Au terme de l’étude effectuée dans L’individualisme économique et social, deuxièmement, A. Schatz aboutit aux principales propriétés de l’individualisme. Il rejette certaines formes extrêmes du libéralisme, essentiellement le libéralisme français du XIXe siècle, qui privilégiant le caractère « élitiste » de l’individualisme au détriment de sa nature émancipatrice lui a donné ainsi ‘« l’aspect méprisable d’une doctrine de classe, heurtant, sans discernement, toutes les aspirations modernes »’ 1841 . Individualisme et socialisme seront toujours irréductibles l’un à l’autre. Cependant, A. Schatz tente d’adopter une solution de compromis intégrant la possibilité du réformisme social, et partant de l’association. Cette dernière caractéristique fournit la deuxième raison de notre choix ; quelles alternatives la doctrine individualiste en définitive propose-t-elle face au développement de l’associationnisme dans ces premières années du XXe siècle ? Reposent-elles toujours sur les mêmes présupposés que ces prédécesseurs, à savoir la propriété privée et la libre concurrence, ou bien, accepte-t-elle des principes d’organisation proches du coopératisme, voire du socialisme associationniste ? Dans cette perspective, nous exposerons d’abord la conception de l’individualisme définie par A. Schatz (1), pour ensuite considérer les voies de conciliation possibles entre l’individualisme et le réformisme associationniste (2).

Notes
1832.

Il publie ensuite un article sur Bernard de Mandeville, « Bernard Mandeville (contribution à l’étude des origines du libéralisme économique) » (publié dans Vierteljahreschritf für Soziale – uns Wirtschaftsgeschichte, Stuggart, octobre 1903, pp. 434-480), préface les Œuvres économiques de William Petty en 1905 et écrit avec Robert Callaimer un article sur le mercantilisme, « Le mercantilisme libéral à la fin du XVIIe siècle. Les idées économiques et politiques de M. de Belesbat », (dans la Revue d’économie politique, 20, pp. 29-70, pp. 387-396, pp. 559-574, pp. 630-642 et pp. 791-816), voir P. Curty [1995 ; 2000].

— Extraits des entrées —
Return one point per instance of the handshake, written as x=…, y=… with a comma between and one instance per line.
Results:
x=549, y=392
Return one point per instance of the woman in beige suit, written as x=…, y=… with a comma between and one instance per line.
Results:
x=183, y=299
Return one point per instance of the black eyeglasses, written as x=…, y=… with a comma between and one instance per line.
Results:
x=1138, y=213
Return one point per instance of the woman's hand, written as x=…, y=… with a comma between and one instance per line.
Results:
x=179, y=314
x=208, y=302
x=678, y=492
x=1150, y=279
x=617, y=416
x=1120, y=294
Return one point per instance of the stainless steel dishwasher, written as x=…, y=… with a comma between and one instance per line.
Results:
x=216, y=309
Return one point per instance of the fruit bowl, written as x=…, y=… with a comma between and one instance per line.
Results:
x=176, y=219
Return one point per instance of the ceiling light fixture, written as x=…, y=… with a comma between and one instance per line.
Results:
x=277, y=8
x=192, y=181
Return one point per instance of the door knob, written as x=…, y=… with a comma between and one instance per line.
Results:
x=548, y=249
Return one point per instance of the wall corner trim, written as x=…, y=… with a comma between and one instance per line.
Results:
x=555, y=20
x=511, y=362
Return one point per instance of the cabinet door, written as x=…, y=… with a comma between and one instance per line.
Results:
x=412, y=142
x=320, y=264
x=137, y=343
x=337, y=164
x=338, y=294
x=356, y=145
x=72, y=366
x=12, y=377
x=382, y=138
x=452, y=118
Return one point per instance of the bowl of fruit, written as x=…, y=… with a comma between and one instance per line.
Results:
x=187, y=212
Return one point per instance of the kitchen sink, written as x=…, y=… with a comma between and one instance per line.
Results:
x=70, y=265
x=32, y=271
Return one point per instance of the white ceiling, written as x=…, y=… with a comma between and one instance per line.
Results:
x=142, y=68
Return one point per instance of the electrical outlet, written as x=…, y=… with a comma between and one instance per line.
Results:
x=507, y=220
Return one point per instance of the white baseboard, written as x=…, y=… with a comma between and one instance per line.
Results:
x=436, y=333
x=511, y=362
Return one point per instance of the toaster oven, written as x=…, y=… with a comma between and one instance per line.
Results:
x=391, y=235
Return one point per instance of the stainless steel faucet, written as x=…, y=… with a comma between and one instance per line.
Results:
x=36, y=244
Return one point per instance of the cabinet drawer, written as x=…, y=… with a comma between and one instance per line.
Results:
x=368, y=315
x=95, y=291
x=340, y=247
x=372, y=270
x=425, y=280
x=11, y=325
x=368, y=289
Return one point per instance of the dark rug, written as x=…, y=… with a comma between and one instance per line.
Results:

— Exercice proposé 1 —
D'après le texte fourni, quelle forme de libéralisme A. Schatz rejette-t-il essentiellement ?
— Exercice proposé 2 —
Modifiez les lignes des entrées qui commencent par celle contenant « Return one point per instance of the bowl » et se poursuivent jusqu'à celle contenant « x=391, y=235 », toutes deux comprises. Remplacez-y « kitchen sink » par « double sink » sans autre changement, et ne rendez que ces lignes.

— Réponse complète 1 —
Le libéralisme français du XIXe siècle.

— Réponse complète 2 —
Return one point per instance of the bowl of fruit, written as x=…, y=… with a comma between and one instance per line.
Results:
x=187, y=212
Return one point per instance of the double sink, written as x=…, y=… with a comma between and one instance per line.
Results:
x=70, y=265
x=32, y=271
Return one point per instance of the white ceiling, written as x=…, y=… with a comma between and one instance per line.
Results:
x=142, y=68
Return one point per instance of the electrical outlet, written as x=…, y=… with a comma between and one instance per line.
Results:
x=507, y=220
Return one point per instance of the white baseboard, written as x=…, y=… with a comma between and one instance per line.
Results:
x=436, y=333
x=511, y=362
Return one point per instance of the toaster oven, written as x=…, y=… with a comma between and one instance per line.
Results:
x=391, y=235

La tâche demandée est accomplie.